#### Task brief
Write the entries out again exactly; any picture among them gets left out.

#### Dataset extract
══════

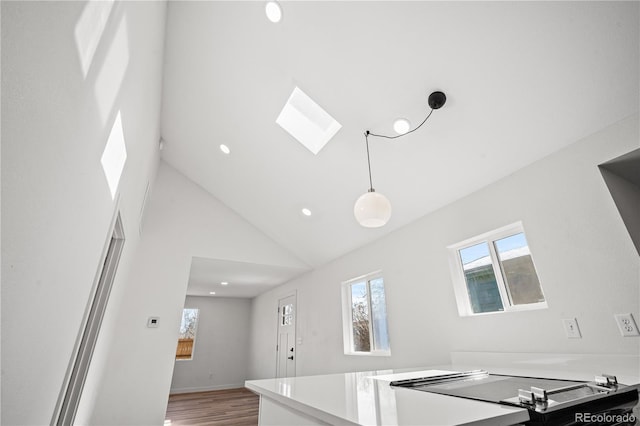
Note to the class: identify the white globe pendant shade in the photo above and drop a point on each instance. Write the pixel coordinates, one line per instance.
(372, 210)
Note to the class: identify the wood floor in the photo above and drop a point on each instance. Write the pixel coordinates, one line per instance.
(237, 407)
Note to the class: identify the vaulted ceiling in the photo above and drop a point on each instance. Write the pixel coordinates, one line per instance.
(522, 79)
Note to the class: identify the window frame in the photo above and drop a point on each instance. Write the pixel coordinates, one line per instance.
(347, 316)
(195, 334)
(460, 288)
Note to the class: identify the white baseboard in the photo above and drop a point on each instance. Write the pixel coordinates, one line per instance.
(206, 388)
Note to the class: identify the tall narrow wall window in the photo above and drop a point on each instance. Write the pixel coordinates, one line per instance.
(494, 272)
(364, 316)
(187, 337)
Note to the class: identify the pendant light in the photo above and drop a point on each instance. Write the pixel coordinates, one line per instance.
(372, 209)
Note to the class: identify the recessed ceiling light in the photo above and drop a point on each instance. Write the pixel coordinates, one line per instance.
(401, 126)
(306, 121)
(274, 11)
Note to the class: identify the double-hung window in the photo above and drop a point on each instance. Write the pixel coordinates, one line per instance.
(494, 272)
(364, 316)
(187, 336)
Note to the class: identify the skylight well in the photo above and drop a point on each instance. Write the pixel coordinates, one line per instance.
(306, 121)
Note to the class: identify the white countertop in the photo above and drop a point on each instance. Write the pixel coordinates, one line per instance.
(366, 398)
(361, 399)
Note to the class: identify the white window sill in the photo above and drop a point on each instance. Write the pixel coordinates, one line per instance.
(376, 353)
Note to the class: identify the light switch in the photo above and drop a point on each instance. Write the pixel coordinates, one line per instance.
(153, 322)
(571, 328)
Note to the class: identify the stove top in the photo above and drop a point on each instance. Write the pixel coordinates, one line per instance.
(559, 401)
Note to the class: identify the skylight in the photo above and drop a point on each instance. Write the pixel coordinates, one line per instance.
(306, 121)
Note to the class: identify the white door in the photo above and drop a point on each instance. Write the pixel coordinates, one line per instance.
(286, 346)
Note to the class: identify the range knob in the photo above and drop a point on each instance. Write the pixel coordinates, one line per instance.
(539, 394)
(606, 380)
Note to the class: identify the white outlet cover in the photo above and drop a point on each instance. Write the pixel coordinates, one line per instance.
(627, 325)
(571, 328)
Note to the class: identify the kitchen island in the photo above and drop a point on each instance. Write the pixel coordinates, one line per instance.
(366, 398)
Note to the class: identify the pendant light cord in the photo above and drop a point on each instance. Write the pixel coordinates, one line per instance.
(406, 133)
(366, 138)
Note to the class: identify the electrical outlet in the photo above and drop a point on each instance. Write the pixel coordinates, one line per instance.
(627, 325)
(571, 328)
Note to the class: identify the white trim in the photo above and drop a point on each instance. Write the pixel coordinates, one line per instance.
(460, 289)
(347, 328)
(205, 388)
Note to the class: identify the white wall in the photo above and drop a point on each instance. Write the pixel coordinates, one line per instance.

══════

#### Solution below
Note to the class: identify the white globe pendant shade in the photo above and drop a point on each instance. Write the pixel coordinates, one line per instance.
(372, 210)
Note to the class: identify the wood floor in the photo above and drop a point on each instance. Write the pixel coordinates, one line per instance.
(237, 407)
Note to the class: identify the vaulted ceiling in the photo above and drop a point on each instance. Write the pixel coordinates, one line per instance.
(522, 79)
Note to the class: identify the window frame in the photo above and drop a point on each instance. Write the pixel coordinates, one line per instance.
(347, 316)
(195, 334)
(460, 288)
Note to the class: identify the white baseboard in the photo above and drop a point on each instance. Write the pixel coordinates, one line per instance.
(206, 388)
Note to the class: identify the tall narrow wall window in the photo above and drop a point on each instance. Write the pixel coordinates, one line per instance.
(494, 272)
(364, 316)
(187, 337)
Note to the class: identify the pendant light in the photo above and drop a point on each instance. Write the pixel coordinates, one line per instance.
(372, 209)
Note to the class: identify the recessed ceiling light in the photo above and drop a point on each instance. Write the pixel coordinates, one line per instance.
(401, 126)
(306, 121)
(274, 11)
Note to the class: identify the double-hung window in the photo above and drop a point on each instance. Write the pixel coordinates, one line per instance.
(494, 272)
(364, 316)
(187, 336)
Note to the class: identify the skylight well in the photo above and drop a point on each instance. Write the pixel coordinates, one line per instance.
(306, 121)
Note to the class: identify the white countertop in the photo above and drop a point on each instance. Write the pixel coordinates, one line per instance.
(366, 398)
(361, 399)
Note to the class: identify the white window sill in the photo above and drop a point on each instance. Write the pixel coordinates, one line per instance.
(376, 353)
Note to the class: identify the light switch in the photo above and drop a point on each instance. Write the pixel coordinates, one line per instance.
(153, 322)
(571, 328)
Note to the class: identify the stove top in the photo above and drop a point on each instance. Write the pixel coordinates, one line per instance.
(559, 401)
Note to the class: identify the skylight in the photo above and drop a point on each instance. Write the pixel coordinates, one line per instance.
(306, 121)
Note to the class: identify the white door in the photo above and drop a point on each instance. Write the pixel coordinates, one line per instance.
(286, 346)
Note to the class: identify the range knob in the photo above and drop a point on each instance. Write the pixel coordinates, one line per instance.
(539, 394)
(606, 380)
Note to the class: identify the white outlet cover in the photo above and drop a point on each instance. Write the pixel coordinates, one line per instance.
(627, 325)
(571, 328)
Note to the class: identify the kitchen island in the photo above and drop a point on each instance. Write the pixel coordinates, one line per instance.
(366, 398)
Note to the class: identify the pendant light cord in the photo above and drop a point on each instance. Write the pixel coordinates, one line per instance.
(406, 133)
(366, 138)
Note to the class: identify the electrical outlet in the photo above and drop a point on each instance. Write the pixel coordinates, one line per instance.
(627, 325)
(571, 328)
Note to the class: identify the white trim in the photo above and drop a point on each instance. Write the pixel coordinates, one line per instance.
(460, 289)
(347, 328)
(205, 388)
Note to the class: identify the white wall in the photo above and drop a point on each instance. Write the pixel coordinates, one line per instance.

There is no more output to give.